• Goal of the exercise
Repeat the forum thread on loudspeaker drivers and crossovers word for word, from its first line to its last.
----- Document
Earlier you suggested the use of a cheap meter to read resistance. Why the heck would you try and use a meter that is inaccurate on it's least accurate function to read values you need to know accurately ??? Since you are measuring low resistances, you should be using a meter designed for low resistances, or a Kelvin connected measurement. Having the wrong answer is often worse than having no answer.

-Chris
 
I had 770, my uncle has them still. they were both SEASes, tweeters replaced -93 and woofers -96
if i remember correct these have sort of BBC dip

I still have mission 765 which uses similar 8" woofer and are too bright sounding to me (Vifa D26 w/ferrofluid cleaned)
 
A possible- even likely- improvement would be a complete redesign of the crossover to drop the handover between the drive units to 2kHz or so. The original SEAS tweeter wouldn't've coped with this, but the Morel will. This would give better directivity matching between the units and make more and better use of the tweeter. Should sound better, if done properly, but you would want to measure the drive units in situ to do that.
----------
----- Supplied entries
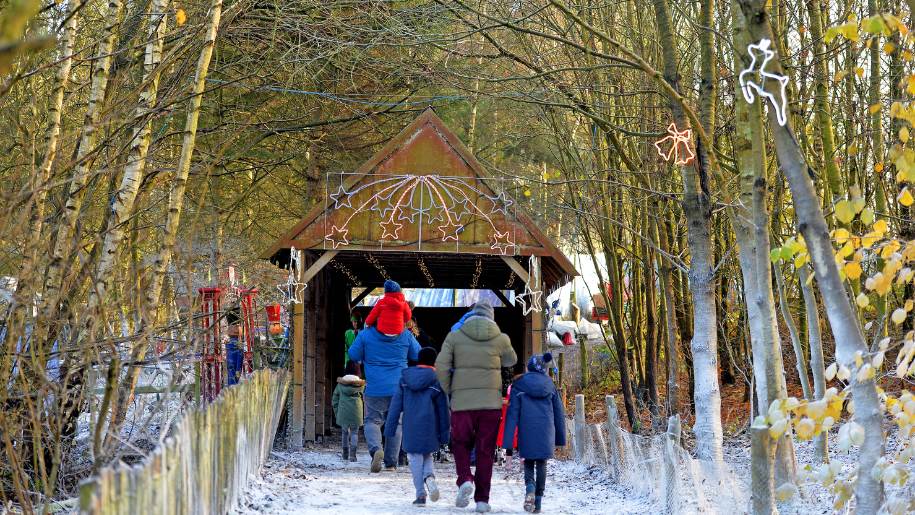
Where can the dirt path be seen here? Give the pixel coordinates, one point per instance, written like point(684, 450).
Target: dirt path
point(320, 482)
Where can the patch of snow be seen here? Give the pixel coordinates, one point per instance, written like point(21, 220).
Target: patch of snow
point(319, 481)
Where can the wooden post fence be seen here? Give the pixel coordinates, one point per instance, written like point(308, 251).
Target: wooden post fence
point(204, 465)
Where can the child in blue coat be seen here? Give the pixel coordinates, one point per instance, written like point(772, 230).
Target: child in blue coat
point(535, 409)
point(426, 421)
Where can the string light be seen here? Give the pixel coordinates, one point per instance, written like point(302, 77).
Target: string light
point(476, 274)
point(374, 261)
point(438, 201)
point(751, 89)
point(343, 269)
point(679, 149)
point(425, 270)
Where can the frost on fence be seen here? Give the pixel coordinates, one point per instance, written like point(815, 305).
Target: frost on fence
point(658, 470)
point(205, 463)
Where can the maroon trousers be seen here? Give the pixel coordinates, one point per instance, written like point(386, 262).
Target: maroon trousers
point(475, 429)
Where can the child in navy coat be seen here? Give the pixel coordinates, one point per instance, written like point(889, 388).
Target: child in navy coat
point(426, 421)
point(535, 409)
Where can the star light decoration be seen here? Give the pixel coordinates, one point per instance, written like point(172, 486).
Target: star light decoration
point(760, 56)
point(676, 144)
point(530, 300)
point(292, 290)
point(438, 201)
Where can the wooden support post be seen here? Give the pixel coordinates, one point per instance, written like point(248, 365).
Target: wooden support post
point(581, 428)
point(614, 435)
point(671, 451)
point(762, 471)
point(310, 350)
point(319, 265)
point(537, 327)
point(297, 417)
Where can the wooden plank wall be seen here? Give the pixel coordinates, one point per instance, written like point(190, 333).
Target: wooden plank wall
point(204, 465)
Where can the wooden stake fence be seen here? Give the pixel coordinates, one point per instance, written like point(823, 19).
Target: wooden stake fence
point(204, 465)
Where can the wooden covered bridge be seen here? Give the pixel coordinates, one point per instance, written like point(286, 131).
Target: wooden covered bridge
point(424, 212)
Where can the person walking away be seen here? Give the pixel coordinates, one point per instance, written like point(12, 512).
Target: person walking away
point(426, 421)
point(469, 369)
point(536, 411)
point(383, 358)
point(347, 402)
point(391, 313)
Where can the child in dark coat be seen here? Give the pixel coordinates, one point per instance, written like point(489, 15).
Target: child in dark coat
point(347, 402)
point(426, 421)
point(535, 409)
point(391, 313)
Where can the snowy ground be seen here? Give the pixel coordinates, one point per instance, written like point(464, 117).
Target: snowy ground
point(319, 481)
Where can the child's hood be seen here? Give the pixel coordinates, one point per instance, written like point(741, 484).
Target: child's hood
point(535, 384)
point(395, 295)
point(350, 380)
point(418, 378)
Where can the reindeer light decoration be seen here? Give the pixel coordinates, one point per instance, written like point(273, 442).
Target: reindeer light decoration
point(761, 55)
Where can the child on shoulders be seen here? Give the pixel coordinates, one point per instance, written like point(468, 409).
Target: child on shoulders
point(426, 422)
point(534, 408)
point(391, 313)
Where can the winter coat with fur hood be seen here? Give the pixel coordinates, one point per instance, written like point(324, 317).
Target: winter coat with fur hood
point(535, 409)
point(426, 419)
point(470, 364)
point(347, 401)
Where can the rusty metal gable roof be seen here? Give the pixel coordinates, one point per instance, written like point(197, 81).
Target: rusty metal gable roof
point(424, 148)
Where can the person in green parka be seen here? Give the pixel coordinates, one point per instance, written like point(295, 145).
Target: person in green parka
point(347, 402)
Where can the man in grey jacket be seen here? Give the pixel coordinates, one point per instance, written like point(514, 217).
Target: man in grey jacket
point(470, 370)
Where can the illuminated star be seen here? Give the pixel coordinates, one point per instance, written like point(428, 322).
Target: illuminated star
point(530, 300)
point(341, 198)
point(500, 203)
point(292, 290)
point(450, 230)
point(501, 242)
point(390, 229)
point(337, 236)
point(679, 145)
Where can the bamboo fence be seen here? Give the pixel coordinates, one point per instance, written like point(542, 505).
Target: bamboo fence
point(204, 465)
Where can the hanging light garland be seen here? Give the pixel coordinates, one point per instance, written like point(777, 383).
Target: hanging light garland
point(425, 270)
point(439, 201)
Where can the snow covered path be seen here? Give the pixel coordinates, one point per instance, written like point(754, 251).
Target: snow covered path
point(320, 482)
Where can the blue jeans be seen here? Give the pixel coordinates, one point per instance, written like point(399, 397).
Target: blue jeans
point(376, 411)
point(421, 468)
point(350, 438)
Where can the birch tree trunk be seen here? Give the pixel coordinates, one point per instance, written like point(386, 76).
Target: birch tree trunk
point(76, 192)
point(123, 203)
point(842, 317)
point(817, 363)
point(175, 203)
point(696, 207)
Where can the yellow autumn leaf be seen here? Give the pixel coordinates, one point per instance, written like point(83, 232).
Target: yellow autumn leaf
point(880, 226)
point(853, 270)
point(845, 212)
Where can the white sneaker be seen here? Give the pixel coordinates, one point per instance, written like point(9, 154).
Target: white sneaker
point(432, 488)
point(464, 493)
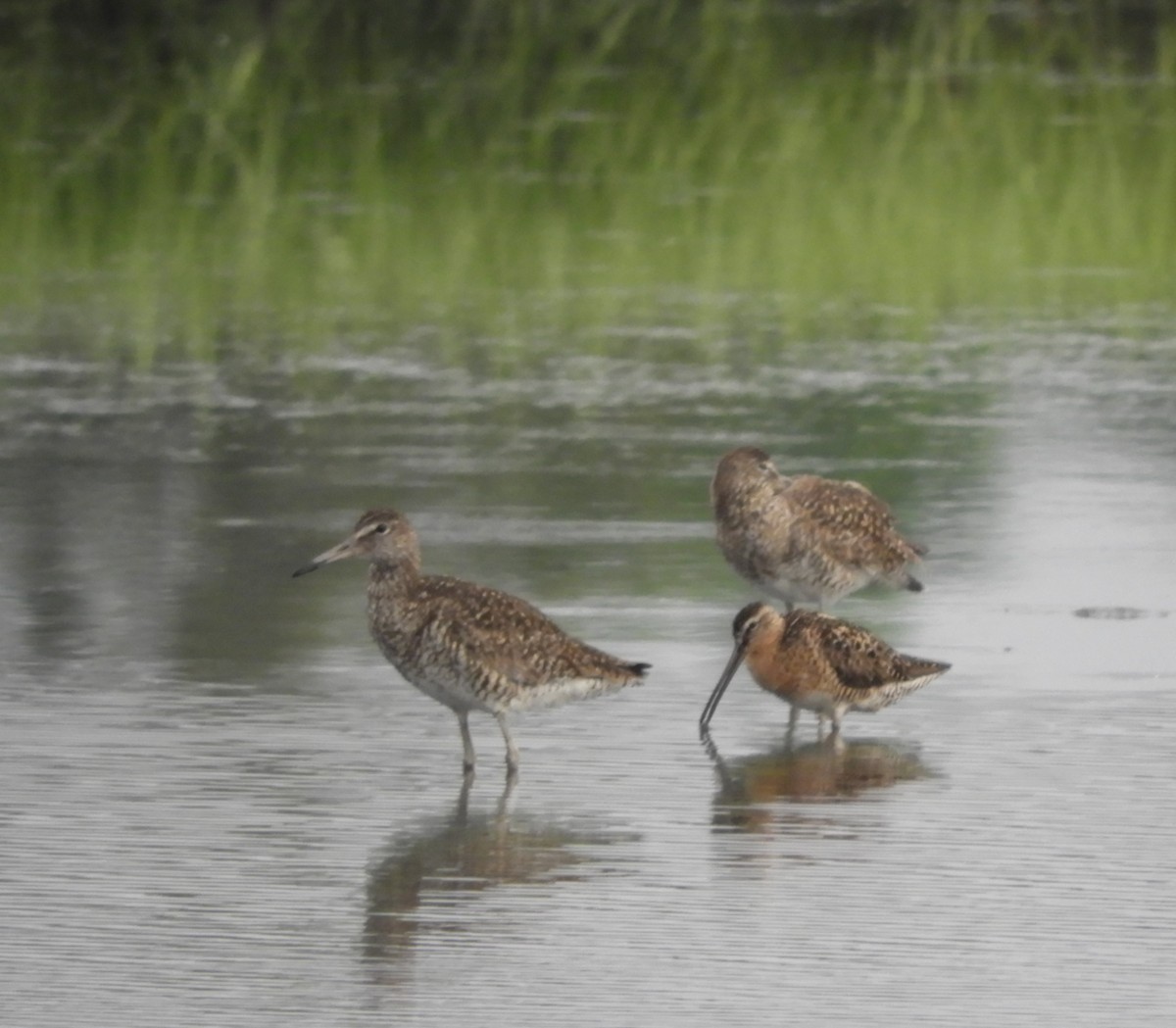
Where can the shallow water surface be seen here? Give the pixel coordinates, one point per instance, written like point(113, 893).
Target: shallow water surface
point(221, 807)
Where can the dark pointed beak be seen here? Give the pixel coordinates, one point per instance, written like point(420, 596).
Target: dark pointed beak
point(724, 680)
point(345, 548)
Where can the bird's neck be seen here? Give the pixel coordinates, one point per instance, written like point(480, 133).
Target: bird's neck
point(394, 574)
----------
• Response
Earlier you suggested the use of a cheap meter to read resistance. Why the heck would you try and use a meter that is inaccurate on it's least accurate function to read values you need to know accurately ??? Since you are measuring low resistances, you should be using a meter designed for low resistances, or a Kelvin connected measurement. Having the wrong answer is often worse than having no answer.

-Chris
 
I had 770, my uncle has them still. they were both SEASes, tweeters replaced -93 and woofers -96
if i remember correct these have sort of BBC dip

I still have mission 765 which uses similar 8" woofer and are too bright sounding to me (Vifa D26 w/ferrofluid cleaned)
 
A possible- even likely- improvement would be a complete redesign of the crossover to drop the handover between the drive units to 2kHz or so. The original SEAS tweeter wouldn't've coped with this, but the Morel will. This would give better directivity matching between the units and make more and better use of the tweeter. Should sound better, if done properly, but you would want to measure the drive units in situ to do that.